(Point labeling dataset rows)
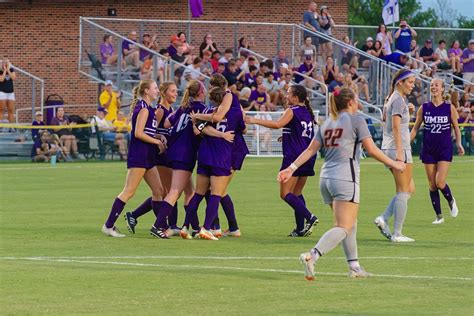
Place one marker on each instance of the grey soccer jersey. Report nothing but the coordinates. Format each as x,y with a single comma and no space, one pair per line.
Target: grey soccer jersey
396,105
341,140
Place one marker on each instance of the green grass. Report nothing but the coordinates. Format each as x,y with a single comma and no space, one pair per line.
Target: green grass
57,212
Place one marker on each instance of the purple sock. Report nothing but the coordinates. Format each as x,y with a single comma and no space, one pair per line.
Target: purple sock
228,207
144,208
173,218
447,193
298,218
211,210
434,195
117,208
298,206
191,211
165,210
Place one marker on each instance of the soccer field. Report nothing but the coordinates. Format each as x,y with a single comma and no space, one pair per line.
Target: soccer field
55,260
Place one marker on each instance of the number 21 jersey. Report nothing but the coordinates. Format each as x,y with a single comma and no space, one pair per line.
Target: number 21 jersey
341,140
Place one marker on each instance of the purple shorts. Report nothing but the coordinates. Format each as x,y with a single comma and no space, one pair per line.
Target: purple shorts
305,170
209,171
435,156
179,165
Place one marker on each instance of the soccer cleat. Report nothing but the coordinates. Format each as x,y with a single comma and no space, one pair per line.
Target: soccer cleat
308,228
453,208
113,232
184,233
307,260
216,232
358,273
383,227
158,233
296,233
131,222
401,238
235,233
438,221
205,234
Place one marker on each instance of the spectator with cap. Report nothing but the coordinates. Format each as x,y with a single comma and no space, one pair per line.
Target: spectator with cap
37,122
403,37
130,51
110,100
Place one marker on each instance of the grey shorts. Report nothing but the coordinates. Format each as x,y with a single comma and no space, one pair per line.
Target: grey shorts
333,189
392,153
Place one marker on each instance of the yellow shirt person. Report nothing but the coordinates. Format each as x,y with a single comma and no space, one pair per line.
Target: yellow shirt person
110,100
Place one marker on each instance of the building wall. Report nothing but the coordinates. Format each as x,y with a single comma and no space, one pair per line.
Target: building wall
42,38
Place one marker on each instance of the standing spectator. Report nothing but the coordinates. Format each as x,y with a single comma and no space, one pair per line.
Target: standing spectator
207,44
130,51
37,122
110,100
308,49
403,37
326,22
441,54
65,133
456,52
468,65
310,20
385,38
7,95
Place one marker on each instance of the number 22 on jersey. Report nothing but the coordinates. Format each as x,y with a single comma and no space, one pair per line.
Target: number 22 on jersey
331,136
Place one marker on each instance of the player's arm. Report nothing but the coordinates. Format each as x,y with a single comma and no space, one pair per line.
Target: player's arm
285,175
416,127
457,131
282,121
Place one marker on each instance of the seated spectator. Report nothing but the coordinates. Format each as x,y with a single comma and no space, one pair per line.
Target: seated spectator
281,59
308,49
110,100
337,82
445,62
456,52
42,150
130,51
367,47
259,97
361,82
65,133
187,47
330,71
37,122
428,55
107,52
109,132
207,44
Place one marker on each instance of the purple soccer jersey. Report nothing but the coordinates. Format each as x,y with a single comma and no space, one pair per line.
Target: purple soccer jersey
437,144
140,153
182,143
297,136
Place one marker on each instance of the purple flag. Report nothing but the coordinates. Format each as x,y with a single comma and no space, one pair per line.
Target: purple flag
196,8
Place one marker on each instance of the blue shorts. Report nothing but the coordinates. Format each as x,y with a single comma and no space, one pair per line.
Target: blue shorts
209,171
179,165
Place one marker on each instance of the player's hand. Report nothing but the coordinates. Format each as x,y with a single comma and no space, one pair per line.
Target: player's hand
229,136
284,175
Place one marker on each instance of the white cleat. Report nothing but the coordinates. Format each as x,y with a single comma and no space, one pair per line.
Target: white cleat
113,232
359,273
383,227
438,221
453,208
307,260
401,238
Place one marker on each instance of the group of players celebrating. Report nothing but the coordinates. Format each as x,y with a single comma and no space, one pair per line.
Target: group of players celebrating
165,146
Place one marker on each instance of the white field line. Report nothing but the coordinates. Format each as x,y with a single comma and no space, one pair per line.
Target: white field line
229,258
200,267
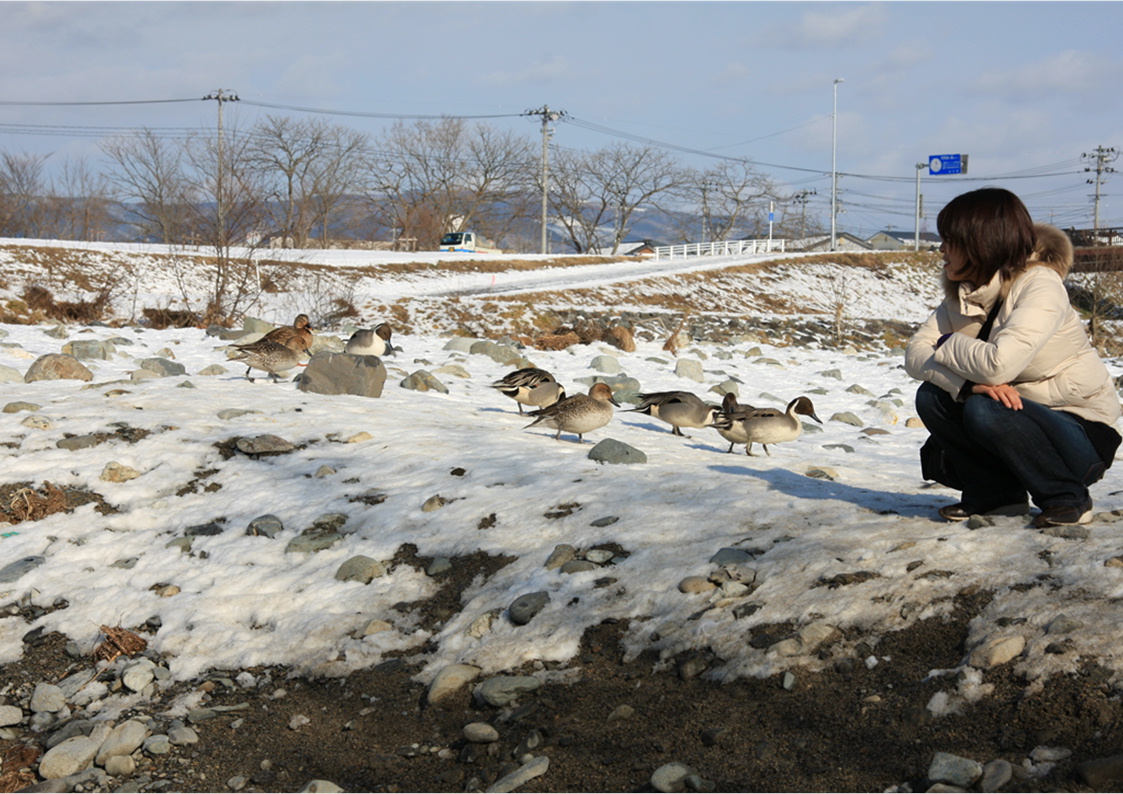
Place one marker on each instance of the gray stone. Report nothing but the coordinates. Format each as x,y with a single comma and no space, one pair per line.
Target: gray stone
69,757
163,367
341,373
611,450
670,777
690,368
266,444
90,349
57,366
528,772
14,571
503,690
953,769
361,568
423,381
449,681
267,526
526,607
481,732
47,697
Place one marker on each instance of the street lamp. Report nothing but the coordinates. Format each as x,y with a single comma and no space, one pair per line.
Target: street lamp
834,155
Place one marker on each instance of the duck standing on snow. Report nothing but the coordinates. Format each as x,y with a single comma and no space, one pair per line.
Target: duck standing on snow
530,386
677,409
766,426
580,413
267,356
295,337
371,341
728,422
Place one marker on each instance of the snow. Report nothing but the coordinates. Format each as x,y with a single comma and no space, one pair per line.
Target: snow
246,601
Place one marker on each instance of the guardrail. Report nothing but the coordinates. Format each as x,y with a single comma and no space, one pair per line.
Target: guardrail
724,248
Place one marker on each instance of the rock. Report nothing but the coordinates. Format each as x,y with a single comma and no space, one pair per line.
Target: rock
611,450
670,777
423,381
690,368
953,769
10,715
69,757
14,571
121,741
996,650
533,768
163,367
526,607
57,366
266,444
480,732
267,526
47,697
361,568
118,473
449,681
341,373
503,690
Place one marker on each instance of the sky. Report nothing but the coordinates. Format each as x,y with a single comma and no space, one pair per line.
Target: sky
1023,89
840,500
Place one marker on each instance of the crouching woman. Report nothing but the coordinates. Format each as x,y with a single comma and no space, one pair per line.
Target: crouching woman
1014,395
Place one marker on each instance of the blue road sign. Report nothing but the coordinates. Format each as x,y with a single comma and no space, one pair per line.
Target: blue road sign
940,164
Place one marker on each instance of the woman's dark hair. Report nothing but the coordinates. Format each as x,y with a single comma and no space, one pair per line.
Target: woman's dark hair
993,229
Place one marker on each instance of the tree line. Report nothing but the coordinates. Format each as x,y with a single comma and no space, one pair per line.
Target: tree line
311,183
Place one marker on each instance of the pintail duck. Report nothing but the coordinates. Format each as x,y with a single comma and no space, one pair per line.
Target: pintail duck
677,409
530,386
766,426
295,337
728,422
266,355
371,341
580,413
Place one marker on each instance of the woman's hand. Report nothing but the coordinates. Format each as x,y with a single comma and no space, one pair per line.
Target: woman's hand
1004,393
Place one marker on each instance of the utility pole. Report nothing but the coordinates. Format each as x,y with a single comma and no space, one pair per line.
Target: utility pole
1102,157
221,96
548,118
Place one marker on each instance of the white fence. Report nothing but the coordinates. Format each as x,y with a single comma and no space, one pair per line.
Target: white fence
724,248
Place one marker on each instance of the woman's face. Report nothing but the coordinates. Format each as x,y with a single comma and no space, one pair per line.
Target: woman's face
955,262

> Set task:
Please convert the rows above, from the line containing "Place one marker on each instance of the white fence." through the end of the rows, inclusive, into a Markdown table with the columns Nr and Text. Number each line and skip any blank lines.

> Task answer:
| Nr | Text |
|---|---|
| 1 | Place one marker on each instance of the white fence. Report nothing but the coordinates. Format each as x,y with a single comma and no space, one pair per line. |
| 2 | Target: white fence |
| 3 | 724,248 |
| 4 | Place one marker on each instance of the woman's face. Report nothing but the coordinates. Format each as x,y with a single comma and no space, one pair per line. |
| 5 | Target: woman's face |
| 6 | 955,262 |